Task material: Begin

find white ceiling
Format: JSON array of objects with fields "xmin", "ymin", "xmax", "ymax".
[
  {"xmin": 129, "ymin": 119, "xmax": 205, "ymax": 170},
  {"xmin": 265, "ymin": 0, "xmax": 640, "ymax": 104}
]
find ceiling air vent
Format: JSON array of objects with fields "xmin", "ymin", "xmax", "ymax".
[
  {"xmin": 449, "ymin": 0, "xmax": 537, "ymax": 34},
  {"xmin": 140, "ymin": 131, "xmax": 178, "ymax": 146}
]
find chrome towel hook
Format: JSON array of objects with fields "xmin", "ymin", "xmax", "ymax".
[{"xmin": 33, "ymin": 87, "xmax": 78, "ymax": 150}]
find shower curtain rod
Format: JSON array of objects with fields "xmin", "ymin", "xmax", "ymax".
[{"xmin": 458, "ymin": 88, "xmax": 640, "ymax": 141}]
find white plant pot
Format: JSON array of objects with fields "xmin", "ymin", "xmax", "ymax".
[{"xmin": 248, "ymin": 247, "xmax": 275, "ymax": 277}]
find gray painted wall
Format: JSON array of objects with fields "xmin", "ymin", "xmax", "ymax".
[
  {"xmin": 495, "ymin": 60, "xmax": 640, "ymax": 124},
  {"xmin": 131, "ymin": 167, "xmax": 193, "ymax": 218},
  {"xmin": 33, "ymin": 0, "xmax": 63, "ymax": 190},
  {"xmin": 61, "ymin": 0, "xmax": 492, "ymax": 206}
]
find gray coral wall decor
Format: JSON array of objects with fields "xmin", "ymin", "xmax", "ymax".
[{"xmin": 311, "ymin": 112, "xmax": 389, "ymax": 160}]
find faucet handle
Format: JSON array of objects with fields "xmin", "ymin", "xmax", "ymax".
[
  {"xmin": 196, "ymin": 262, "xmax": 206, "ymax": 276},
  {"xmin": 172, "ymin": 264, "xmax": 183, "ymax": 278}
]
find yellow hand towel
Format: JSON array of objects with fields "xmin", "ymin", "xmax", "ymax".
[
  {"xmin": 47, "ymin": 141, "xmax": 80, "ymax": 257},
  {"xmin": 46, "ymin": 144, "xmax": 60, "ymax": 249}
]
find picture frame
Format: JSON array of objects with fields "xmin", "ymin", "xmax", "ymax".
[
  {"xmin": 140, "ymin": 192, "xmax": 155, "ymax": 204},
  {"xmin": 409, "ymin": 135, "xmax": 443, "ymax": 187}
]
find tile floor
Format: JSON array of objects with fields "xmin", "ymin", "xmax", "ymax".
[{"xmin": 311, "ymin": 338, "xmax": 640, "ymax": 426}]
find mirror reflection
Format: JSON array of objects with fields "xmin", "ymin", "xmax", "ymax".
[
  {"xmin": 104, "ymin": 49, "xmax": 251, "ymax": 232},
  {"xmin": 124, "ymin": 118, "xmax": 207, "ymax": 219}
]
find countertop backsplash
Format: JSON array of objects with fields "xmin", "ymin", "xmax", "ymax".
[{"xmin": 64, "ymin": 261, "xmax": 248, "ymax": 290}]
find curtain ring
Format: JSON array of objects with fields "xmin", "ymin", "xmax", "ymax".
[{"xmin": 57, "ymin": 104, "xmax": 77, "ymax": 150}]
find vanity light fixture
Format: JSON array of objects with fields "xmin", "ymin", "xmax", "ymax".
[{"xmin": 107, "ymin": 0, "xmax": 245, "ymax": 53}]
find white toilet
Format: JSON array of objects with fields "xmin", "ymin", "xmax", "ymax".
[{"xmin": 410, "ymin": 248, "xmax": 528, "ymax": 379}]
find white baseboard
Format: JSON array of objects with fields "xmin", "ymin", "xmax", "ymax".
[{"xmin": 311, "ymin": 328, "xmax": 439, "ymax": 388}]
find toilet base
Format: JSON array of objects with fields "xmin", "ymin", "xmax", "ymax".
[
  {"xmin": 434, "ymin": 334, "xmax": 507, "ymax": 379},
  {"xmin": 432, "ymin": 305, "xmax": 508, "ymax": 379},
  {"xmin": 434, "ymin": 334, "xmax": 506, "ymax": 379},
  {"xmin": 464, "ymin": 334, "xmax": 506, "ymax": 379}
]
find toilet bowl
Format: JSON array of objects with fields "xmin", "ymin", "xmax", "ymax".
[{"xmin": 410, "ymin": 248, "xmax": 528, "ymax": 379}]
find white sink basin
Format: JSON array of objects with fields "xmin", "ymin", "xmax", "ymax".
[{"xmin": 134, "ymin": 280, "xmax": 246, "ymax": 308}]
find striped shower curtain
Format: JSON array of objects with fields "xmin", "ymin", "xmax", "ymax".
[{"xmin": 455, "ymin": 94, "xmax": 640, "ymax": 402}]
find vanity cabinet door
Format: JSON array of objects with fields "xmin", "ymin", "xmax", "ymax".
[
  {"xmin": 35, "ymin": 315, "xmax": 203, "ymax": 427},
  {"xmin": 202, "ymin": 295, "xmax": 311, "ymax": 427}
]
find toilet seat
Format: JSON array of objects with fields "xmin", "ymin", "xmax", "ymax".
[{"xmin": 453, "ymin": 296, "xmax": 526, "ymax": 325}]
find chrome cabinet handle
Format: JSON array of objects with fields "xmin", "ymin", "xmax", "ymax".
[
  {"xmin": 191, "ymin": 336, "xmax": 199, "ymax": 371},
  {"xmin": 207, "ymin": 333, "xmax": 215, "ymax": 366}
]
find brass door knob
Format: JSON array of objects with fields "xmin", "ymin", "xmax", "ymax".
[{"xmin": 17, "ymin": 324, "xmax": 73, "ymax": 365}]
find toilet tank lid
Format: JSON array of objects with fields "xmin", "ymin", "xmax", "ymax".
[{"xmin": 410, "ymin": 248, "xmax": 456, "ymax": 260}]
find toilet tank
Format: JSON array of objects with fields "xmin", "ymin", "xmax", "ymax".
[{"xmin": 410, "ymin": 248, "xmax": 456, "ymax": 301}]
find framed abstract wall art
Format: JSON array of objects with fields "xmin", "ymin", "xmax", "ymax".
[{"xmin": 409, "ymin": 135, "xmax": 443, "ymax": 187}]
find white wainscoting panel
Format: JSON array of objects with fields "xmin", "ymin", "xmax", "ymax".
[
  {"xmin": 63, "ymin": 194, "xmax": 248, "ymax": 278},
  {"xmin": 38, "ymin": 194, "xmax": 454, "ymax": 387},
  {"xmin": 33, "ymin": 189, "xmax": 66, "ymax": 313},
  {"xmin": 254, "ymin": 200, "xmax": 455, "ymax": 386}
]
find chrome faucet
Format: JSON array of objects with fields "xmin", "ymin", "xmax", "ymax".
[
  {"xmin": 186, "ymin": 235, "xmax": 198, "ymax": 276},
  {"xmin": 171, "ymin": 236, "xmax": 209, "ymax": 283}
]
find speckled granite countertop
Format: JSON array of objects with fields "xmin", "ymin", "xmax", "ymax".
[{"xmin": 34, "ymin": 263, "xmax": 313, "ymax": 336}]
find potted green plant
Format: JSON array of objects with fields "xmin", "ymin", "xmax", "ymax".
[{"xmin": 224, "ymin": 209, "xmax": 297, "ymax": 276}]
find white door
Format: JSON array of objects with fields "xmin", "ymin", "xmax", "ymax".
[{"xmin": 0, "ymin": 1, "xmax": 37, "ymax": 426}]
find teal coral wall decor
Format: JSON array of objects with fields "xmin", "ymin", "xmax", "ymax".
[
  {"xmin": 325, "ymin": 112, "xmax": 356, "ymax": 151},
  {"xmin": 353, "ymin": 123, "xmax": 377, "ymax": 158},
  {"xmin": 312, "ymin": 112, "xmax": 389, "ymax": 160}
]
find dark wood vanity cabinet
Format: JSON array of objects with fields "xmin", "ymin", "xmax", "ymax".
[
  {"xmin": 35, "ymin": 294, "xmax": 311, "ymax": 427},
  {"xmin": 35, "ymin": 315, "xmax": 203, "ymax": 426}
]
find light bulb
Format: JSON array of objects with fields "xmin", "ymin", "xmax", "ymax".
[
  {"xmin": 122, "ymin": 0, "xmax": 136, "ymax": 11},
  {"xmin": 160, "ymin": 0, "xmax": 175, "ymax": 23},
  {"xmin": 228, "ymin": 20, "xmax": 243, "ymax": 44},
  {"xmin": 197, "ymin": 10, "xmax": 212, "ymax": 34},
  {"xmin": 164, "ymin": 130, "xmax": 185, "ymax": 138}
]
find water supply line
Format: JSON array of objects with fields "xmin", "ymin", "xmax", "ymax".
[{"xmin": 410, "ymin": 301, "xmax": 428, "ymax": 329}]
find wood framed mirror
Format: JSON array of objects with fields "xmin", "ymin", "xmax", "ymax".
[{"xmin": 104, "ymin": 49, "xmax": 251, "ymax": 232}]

Task material: End

Restate word for word the lines in the material above from the one with "find white sink basin" to the one with "find framed abstract wall art"; both of those lines count, and nothing else does.

find white sink basin
Format: JSON array of objects with fields "xmin", "ymin", "xmax", "ymax".
[{"xmin": 134, "ymin": 280, "xmax": 246, "ymax": 308}]
find striped shower curtain
Format: JSON array of objects with fields "xmin", "ymin", "xmax", "ymax".
[{"xmin": 455, "ymin": 94, "xmax": 640, "ymax": 402}]
find vanity cabinet door
Format: JSON array of objects with fields "xmin", "ymin", "xmax", "ymax".
[
  {"xmin": 35, "ymin": 315, "xmax": 203, "ymax": 427},
  {"xmin": 202, "ymin": 295, "xmax": 311, "ymax": 427}
]
find toilet seat
Format: JSON array of objects with fields "xmin", "ymin", "xmax", "ymax".
[{"xmin": 453, "ymin": 296, "xmax": 526, "ymax": 325}]
find chrome cabinet handle
Format: JSON array of objects with fields "xmin", "ymin", "xmax", "ymax".
[
  {"xmin": 191, "ymin": 336, "xmax": 199, "ymax": 371},
  {"xmin": 207, "ymin": 333, "xmax": 215, "ymax": 366}
]
find brass door knob
Format: JSON array of objects with fields "xmin", "ymin", "xmax", "ymax".
[{"xmin": 17, "ymin": 324, "xmax": 73, "ymax": 365}]
find toilet tank lid
Format: JSON array of objects with fields "xmin", "ymin", "xmax", "ymax".
[{"xmin": 410, "ymin": 248, "xmax": 456, "ymax": 260}]
find toilet tank
Format: JSON array of objects with fields "xmin", "ymin", "xmax", "ymax".
[{"xmin": 410, "ymin": 248, "xmax": 456, "ymax": 301}]
find framed abstract wall art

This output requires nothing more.